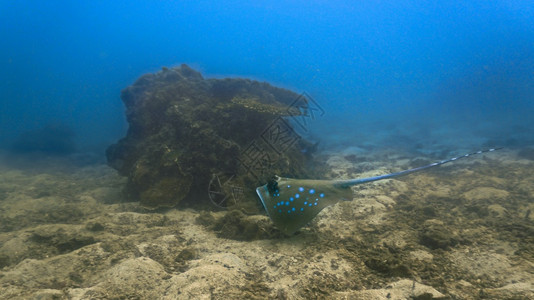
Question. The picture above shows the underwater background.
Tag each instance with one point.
(387, 73)
(129, 161)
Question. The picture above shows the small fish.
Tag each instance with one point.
(293, 203)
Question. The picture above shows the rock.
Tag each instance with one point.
(402, 289)
(184, 129)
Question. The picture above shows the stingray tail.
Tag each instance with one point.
(351, 182)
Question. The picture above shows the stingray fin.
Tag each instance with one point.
(293, 203)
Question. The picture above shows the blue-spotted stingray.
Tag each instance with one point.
(293, 203)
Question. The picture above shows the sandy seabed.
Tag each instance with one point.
(461, 231)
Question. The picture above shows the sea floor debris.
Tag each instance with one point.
(461, 232)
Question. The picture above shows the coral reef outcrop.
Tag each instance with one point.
(191, 139)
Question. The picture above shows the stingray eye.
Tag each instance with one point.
(272, 186)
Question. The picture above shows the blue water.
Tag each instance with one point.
(455, 74)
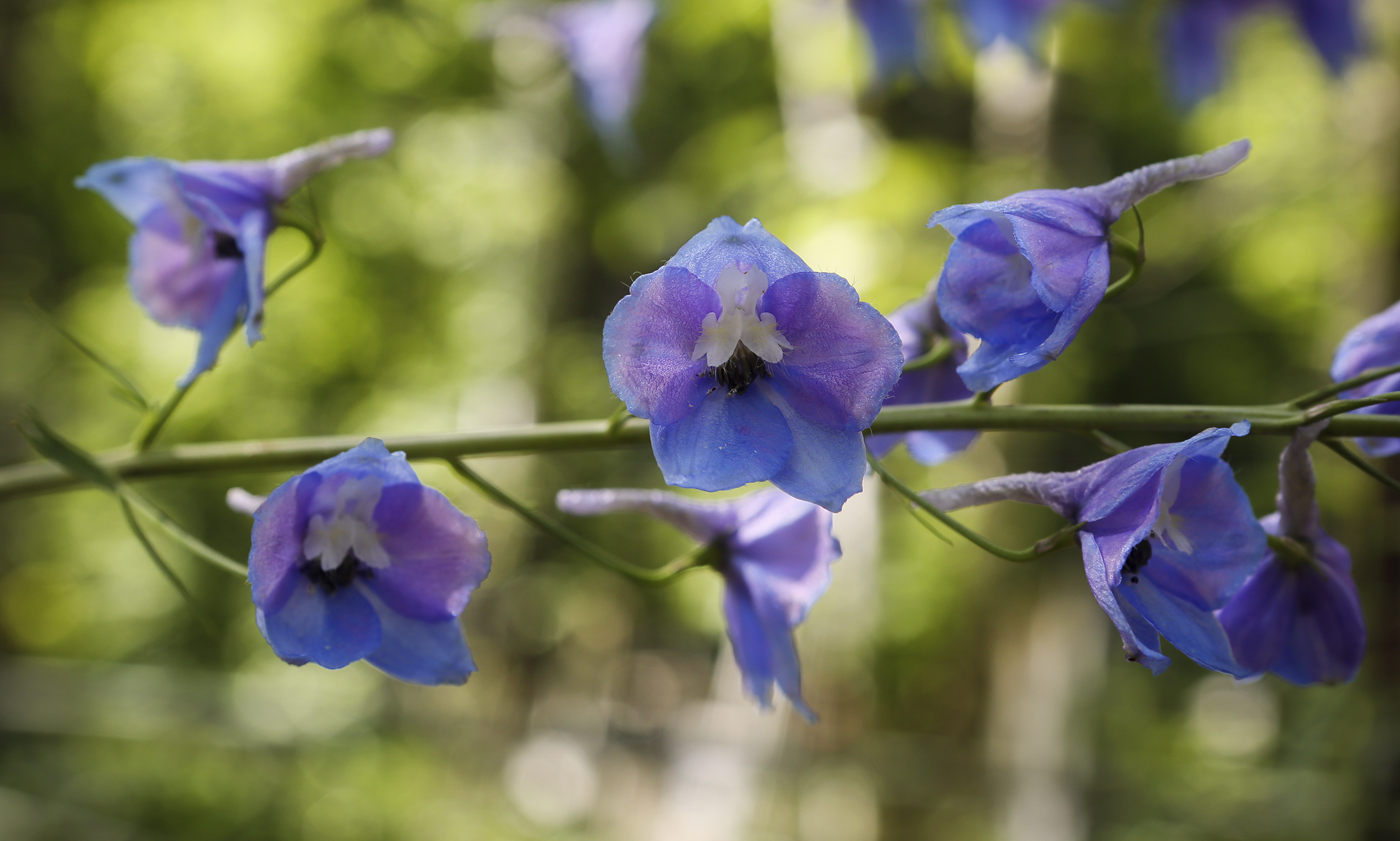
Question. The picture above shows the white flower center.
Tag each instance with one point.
(739, 321)
(349, 529)
(1168, 528)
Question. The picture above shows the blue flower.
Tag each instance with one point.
(196, 256)
(892, 28)
(1168, 538)
(1299, 619)
(776, 559)
(356, 559)
(605, 44)
(1374, 343)
(1014, 20)
(752, 367)
(1026, 272)
(920, 326)
(1197, 28)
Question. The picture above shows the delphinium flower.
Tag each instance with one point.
(1374, 343)
(774, 554)
(1298, 616)
(892, 28)
(752, 367)
(1166, 533)
(605, 45)
(1196, 31)
(1026, 272)
(920, 329)
(356, 559)
(1012, 20)
(196, 256)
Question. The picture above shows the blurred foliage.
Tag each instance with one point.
(465, 284)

### AIM
Please format every line of all the rows above as a JSON list of strings, one string per line, with blank lines left out. Leave the pictures out of your answer.

### REPLY TO THE TASK
[
  "Question. The picture above shows the underwater background.",
  "Tag each instance with one point.",
  "(387, 73)",
  "(129, 161)",
  "Question. The picture above shows the small fish.",
  "Tag each instance with one point.",
  "(293, 203)",
  "Question. The picture above shows the rock.",
  "Tag each instance with one point.",
  "(402, 289)",
  "(184, 129)",
  "Question. The picture above shows the stingray tail.",
  "Tag each instance with one point.",
  "(351, 182)",
  "Question. The picture above shows the stingray fin.",
  "Tag each instance with one point.",
  "(293, 203)",
  "Question. The picture above shows the blue-spotted stingray.",
  "Tag each instance with one point.",
  "(293, 203)",
  "Question. The picture above shows the sandy seabed.",
  "Tag each instance with one point.",
  "(461, 231)",
  "Question. The picture above shows the sea floor debris.",
  "Tag each instance with one point.",
  "(461, 232)",
  "Question. The picture above shows the coral reef outcrop.",
  "Tag each instance with one point.",
  "(191, 139)",
  "Question. The picture above shows the stingray eye.",
  "Tag each instance with one point.",
  "(272, 186)",
  "Question. The picture above shows the blue water.",
  "Tag each instance with one point.",
  "(455, 74)",
  "Question. The picture above shows the white flower center.",
  "Tag each instance with one point.",
  "(739, 321)",
  "(349, 529)",
  "(1168, 528)",
  "Question. The picture above shows the blue flower.",
  "Tag each instance with one point.",
  "(196, 256)",
  "(892, 28)",
  "(1168, 538)",
  "(1299, 619)",
  "(776, 559)",
  "(356, 559)",
  "(605, 44)",
  "(1374, 343)",
  "(1014, 20)",
  "(752, 367)",
  "(1026, 272)",
  "(920, 326)",
  "(1197, 28)",
  "Question. The picture above shows the delphinium flower.",
  "Tag each instance with one point.",
  "(1374, 343)",
  "(774, 554)",
  "(1298, 616)",
  "(892, 28)",
  "(752, 367)",
  "(1166, 533)",
  "(605, 45)",
  "(1196, 31)",
  "(1026, 272)",
  "(920, 329)",
  "(356, 559)",
  "(1012, 20)",
  "(196, 256)",
  "Question. The picture above shows the blurred foliage.",
  "Tag each instance with one point.",
  "(465, 284)"
]